** Listed entries follows **
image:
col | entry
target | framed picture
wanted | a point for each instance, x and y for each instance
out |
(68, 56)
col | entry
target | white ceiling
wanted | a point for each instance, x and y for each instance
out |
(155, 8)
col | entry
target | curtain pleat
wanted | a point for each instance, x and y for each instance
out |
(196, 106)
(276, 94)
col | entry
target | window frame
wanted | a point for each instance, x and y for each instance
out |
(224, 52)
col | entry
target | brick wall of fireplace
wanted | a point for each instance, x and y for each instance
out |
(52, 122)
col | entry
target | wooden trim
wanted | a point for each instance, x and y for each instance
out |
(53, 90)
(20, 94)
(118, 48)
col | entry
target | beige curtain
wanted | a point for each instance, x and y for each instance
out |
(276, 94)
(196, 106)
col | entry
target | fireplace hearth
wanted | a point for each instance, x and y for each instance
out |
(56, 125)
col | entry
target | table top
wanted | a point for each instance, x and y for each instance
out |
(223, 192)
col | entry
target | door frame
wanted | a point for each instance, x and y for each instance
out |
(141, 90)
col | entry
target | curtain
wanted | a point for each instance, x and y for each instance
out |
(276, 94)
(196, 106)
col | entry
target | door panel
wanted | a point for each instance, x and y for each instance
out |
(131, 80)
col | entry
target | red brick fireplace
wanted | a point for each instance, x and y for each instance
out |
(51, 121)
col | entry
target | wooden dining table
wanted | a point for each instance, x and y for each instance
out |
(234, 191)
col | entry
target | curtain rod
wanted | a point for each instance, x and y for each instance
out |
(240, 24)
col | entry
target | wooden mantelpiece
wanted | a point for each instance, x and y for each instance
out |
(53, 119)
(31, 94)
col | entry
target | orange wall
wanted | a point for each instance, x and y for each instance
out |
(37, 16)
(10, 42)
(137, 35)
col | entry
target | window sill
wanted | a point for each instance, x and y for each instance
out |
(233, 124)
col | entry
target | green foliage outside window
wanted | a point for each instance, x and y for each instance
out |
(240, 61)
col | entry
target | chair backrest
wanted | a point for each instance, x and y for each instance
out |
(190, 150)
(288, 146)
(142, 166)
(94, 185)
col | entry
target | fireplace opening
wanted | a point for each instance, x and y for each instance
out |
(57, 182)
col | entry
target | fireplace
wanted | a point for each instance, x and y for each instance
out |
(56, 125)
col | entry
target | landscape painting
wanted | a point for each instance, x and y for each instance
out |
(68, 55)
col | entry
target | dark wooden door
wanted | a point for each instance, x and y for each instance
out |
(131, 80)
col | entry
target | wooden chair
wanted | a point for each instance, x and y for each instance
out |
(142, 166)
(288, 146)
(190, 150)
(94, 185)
** End of Listed entries **
== Required action ==
Nothing should be dropped. Retype each line above as it is.

== Result ==
image:
col | entry
target | framed picture
wanted | a point for each instance, x and y for each instance
out |
(68, 56)
col | entry
target | white ceiling
wanted | a point for each instance, x and y for each instance
out |
(155, 8)
col | entry
target | curtain pleat
wanted | a point for each instance, x and y for each instance
out |
(196, 106)
(276, 94)
col | entry
target | window frame
wanted | a point for each instance, x and y for each instance
out |
(224, 52)
col | entry
target | brick wall of fireplace
wanted | a point for each instance, x and y for each instance
out |
(52, 122)
col | entry
target | wooden trim
wanted | a point for each instance, x and y for each instance
out |
(53, 90)
(20, 94)
(118, 48)
col | entry
target | beige curtain
wanted | a point for each instance, x and y for each instance
out |
(276, 94)
(196, 106)
col | entry
target | fireplace hearth
wanted | a point for each instance, x and y for each instance
out |
(56, 125)
col | entry
target | table top
wanted | a point for each instance, x and y for each instance
out |
(223, 192)
col | entry
target | door frame
wanted | a point for each instance, x and y for each instance
out |
(141, 90)
col | entry
target | curtain
wanted | a point for each instance, x and y for each instance
out |
(276, 94)
(196, 106)
col | entry
target | door panel
wanted | a point for each instance, x and y for each instance
out |
(131, 80)
col | entry
target | red brick fireplace
wanted | a point for each instance, x and y for each instance
out |
(51, 121)
col | entry
target | wooden dining table
wanted | a point for each instance, x and y for each instance
out |
(234, 191)
col | entry
target | curtain rod
wanted | a point for each instance, x and y for each instance
out |
(240, 24)
col | entry
target | wooden mantelpiece
wanted | a point for each instance, x and y for each instance
out |
(53, 119)
(31, 94)
col | entry
target | orange wall
wanted | a point for each instance, x and y for each instance
out |
(37, 16)
(10, 42)
(137, 35)
col | entry
target | window sill
wanted | a point for each instance, x and y for each instance
out |
(233, 124)
col | entry
target | green foliage outside window
wanted | a point for each instance, x and y for each instance
out |
(240, 61)
col | entry
target | chair backrest
wanted | a point for each instance, x and y for each instance
out |
(190, 150)
(288, 146)
(142, 166)
(94, 185)
col | entry
target | fireplace opening
wanted | a point for each instance, x and y for each instance
out |
(57, 182)
col | entry
target | fireplace
wanted | a point for each instance, x and y for each instance
out |
(56, 125)
col | entry
target | landscape painting
wanted | a point for each instance, x and y for each instance
out |
(68, 55)
col | entry
target | dark wooden door
wanted | a point for each instance, x and y for each instance
out |
(131, 80)
col | entry
target | wooden chair
wanted | a point for each instance, x and y for each instance
out |
(142, 166)
(288, 146)
(190, 150)
(94, 185)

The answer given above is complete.